* Directions for this task: Copy out all of the material, matching it word for word.

* The records:
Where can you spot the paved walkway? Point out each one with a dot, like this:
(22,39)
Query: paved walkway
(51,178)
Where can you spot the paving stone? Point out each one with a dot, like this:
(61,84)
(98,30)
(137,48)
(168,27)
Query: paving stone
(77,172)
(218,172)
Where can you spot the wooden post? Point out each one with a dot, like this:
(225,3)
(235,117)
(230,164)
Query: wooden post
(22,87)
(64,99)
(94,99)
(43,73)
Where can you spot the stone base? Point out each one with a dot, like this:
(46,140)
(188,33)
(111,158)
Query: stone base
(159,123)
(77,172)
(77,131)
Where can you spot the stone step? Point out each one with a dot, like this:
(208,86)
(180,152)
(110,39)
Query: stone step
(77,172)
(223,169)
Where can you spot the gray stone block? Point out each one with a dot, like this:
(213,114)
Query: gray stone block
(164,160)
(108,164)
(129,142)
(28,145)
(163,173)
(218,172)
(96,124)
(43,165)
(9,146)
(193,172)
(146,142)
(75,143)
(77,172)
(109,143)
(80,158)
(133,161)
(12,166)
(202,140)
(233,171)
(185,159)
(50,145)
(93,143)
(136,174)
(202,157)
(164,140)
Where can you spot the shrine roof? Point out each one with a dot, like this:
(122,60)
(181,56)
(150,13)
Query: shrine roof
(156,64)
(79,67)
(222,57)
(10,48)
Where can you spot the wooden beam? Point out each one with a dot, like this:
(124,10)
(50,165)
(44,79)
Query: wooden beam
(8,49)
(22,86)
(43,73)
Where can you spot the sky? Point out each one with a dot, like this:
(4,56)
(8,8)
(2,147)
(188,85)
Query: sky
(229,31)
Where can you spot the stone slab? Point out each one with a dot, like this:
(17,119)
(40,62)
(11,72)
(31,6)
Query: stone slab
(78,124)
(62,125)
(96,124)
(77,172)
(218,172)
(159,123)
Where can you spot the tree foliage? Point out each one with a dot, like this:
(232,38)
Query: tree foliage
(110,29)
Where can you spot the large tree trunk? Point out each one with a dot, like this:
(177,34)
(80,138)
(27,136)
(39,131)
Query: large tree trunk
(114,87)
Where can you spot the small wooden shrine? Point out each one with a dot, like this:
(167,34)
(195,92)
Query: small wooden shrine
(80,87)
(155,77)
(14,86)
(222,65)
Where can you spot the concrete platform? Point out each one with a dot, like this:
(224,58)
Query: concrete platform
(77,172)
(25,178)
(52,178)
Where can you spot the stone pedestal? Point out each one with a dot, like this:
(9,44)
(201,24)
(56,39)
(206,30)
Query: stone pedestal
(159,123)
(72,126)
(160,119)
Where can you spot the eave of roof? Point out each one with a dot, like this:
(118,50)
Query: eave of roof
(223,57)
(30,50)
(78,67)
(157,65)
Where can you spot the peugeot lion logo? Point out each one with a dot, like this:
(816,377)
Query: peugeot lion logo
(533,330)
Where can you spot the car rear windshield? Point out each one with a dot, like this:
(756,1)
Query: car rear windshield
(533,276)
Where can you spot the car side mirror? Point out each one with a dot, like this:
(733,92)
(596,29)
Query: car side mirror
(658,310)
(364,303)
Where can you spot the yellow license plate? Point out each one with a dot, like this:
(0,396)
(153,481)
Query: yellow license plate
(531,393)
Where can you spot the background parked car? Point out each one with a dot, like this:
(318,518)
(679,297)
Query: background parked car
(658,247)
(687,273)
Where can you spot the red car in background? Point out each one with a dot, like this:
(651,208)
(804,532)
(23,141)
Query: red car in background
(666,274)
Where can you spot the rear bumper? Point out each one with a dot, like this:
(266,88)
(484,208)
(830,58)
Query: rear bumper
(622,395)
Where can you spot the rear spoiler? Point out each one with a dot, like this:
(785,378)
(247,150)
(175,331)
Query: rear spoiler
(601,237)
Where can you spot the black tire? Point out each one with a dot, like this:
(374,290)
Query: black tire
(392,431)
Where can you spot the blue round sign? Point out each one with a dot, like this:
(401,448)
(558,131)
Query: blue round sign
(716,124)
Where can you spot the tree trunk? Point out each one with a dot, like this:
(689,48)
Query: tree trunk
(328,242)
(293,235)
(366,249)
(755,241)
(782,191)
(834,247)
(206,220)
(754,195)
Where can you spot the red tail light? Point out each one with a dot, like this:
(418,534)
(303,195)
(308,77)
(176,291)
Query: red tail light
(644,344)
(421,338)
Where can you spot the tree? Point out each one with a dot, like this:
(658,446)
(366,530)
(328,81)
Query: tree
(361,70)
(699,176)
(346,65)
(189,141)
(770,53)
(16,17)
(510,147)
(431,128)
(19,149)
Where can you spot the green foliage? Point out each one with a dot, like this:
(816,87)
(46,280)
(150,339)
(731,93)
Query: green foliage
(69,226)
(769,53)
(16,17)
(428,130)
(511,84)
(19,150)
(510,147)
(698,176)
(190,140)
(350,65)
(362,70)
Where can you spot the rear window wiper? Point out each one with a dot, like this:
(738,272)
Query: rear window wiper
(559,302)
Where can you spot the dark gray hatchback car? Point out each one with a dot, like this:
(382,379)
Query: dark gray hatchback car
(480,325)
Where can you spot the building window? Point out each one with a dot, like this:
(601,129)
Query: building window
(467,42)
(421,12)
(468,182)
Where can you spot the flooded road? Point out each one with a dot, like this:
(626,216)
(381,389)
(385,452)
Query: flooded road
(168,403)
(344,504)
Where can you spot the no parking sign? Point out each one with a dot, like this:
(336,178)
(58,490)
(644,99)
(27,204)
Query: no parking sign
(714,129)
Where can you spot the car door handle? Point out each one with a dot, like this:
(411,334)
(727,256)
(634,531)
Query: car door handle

* Exercise output:
Where can you spot the paved walkway? Point out each one with a dot, like this:
(22,39)
Query: paved walkway
(51,178)
Where can you spot the paving stone? Point out each one with a dot, like this:
(61,84)
(98,30)
(137,48)
(168,27)
Query: paving stone
(77,172)
(218,172)
Where can you spot the wooden post? Point out each one with a dot, like this:
(225,3)
(235,117)
(230,164)
Query: wooden post
(22,87)
(64,99)
(94,99)
(43,73)
Where can you spot the stone base? Point out each one with a dot, like this:
(46,140)
(188,33)
(111,158)
Query: stone base
(159,123)
(77,172)
(77,131)
Where can you spot the stone step? Point out each one with a dot, like this:
(208,86)
(180,152)
(110,39)
Query: stone step
(77,172)
(223,169)
Where can you spot the gray stone block? Point out each one with a dot, like this:
(213,114)
Query: gray stone block
(164,160)
(108,164)
(129,142)
(28,145)
(163,173)
(218,172)
(96,124)
(43,165)
(9,146)
(193,172)
(146,142)
(75,143)
(77,172)
(109,143)
(80,158)
(133,161)
(12,166)
(202,140)
(233,171)
(185,159)
(50,145)
(93,143)
(136,174)
(202,157)
(164,140)
Where can you spot the shrine roof? Point out each one with a dot, like this:
(122,60)
(181,56)
(150,13)
Query: shrine roof
(156,64)
(79,67)
(222,57)
(10,48)
Where can you spot the wooden beam? Point out each one with a dot, like this:
(124,10)
(50,165)
(44,79)
Query: wooden beam
(8,49)
(22,86)
(43,73)
Where can you spot the sky? Point out each one with a dot, like this:
(4,56)
(8,8)
(2,147)
(188,85)
Query: sky
(229,31)
Where can you spot the stone slab? Point out each one with a dot, like this:
(17,119)
(40,62)
(11,72)
(31,6)
Query: stone slab
(78,124)
(62,125)
(96,124)
(77,172)
(218,172)
(159,123)
Where can you spot the tree foliage? Point out each one with a dot, like this:
(232,38)
Query: tree foliage
(110,29)
Where can you spot the large tree trunk? Point out each one with a dot, like this:
(177,34)
(80,138)
(27,136)
(39,131)
Query: large tree trunk
(114,87)
Where can you spot the small wooden shrine? Point out each one with a dot, like this:
(167,34)
(195,92)
Query: small wooden shrine
(80,87)
(155,77)
(14,86)
(222,65)
Where can you spot the concrete platform? Point out each one with a dot, like this:
(224,58)
Query: concrete platform
(77,172)
(25,178)
(52,178)
Where can you spot the stone pedestal? Point out each one with a dot, like this:
(9,44)
(201,24)
(56,39)
(206,30)
Query: stone pedestal
(159,123)
(72,126)
(160,119)
Where can you spot the eave of roof? Point out each one with a dot, like this:
(118,50)
Query: eave of roof
(223,57)
(30,50)
(78,67)
(157,65)
Where can you spot the peugeot lion logo? Point out each one with a dot, like this:
(816,377)
Query: peugeot lion logo
(533,330)
Where can you spot the car rear windshield? Point out each one with a dot, like this:
(756,1)
Query: car rear windshield
(533,276)
Where can you spot the car side mirror? Point out each one with a dot, like this:
(733,92)
(596,29)
Query: car side mirror
(658,310)
(364,303)
Where can you spot the yellow license plate? Point out each one with a dot, like this:
(0,396)
(153,481)
Query: yellow license plate
(531,393)
Where can you spot the background parked car? Point out each one with a dot, like this:
(318,518)
(679,297)
Query: background parked car
(658,247)
(687,273)
Where can you spot the red car in background? Point out each one with a dot, like this:
(651,208)
(804,532)
(23,141)
Query: red car in background
(666,274)
Where can you spot the rear bumper? Point out each one with a dot, like this:
(266,88)
(484,208)
(830,58)
Query: rear bumper
(622,395)
Where can you spot the rear spoiler? Point out each one with a dot, like this:
(785,378)
(247,150)
(175,331)
Query: rear spoiler
(601,237)
Where can you spot the black tire? Point out each one with a dot, like this:
(374,290)
Query: black tire
(392,431)
Where can you spot the blue round sign? Point out each one with a dot, like this:
(401,448)
(558,131)
Query: blue round sign
(716,124)
Where can you spot the tree trunk? Point out each one with a dot, like this:
(689,48)
Query: tree trunk
(328,242)
(293,235)
(366,249)
(755,241)
(782,191)
(834,247)
(206,220)
(754,195)
Where can you spot the red tail light? Point out each one with a dot, like this:
(418,534)
(303,195)
(308,77)
(176,291)
Query: red tail light
(644,344)
(421,338)
Where can you spot the tree? Point out each one with a dot, like this:
(658,446)
(366,530)
(328,81)
Query: tree
(361,70)
(699,176)
(346,65)
(189,141)
(770,53)
(16,17)
(510,147)
(431,128)
(19,149)
Where can you spot the green foliage? Point out each one with a dot, like this:
(816,87)
(46,280)
(150,339)
(731,93)
Query: green foliage
(69,226)
(769,53)
(16,17)
(428,130)
(511,84)
(19,150)
(510,147)
(698,176)
(190,140)
(350,65)
(362,70)
Where can you spot the rear window wiper? Point out each one with a dot, like this:
(738,272)
Query: rear window wiper
(559,302)
Where can you spot the dark gray hatchback car? Point out each one with a dot, like this:
(382,379)
Query: dark gray hatchback car
(480,325)
Where can you spot the building window? Point out each one with a dot, like this:
(601,129)
Query: building window
(467,42)
(421,12)
(468,182)
Where can you spot the flooded road? Point out each one with a dot, like this:
(626,216)
(381,389)
(385,452)
Query: flooded road
(168,403)
(344,504)
Where can you spot the no parking sign? Point out each one with a dot, like this:
(336,178)
(58,490)
(644,99)
(27,204)
Query: no parking sign
(714,129)
Where can you spot the car door handle? Point out each one with a dot, like this:
(411,334)
(727,256)
(634,531)
Query: car door handle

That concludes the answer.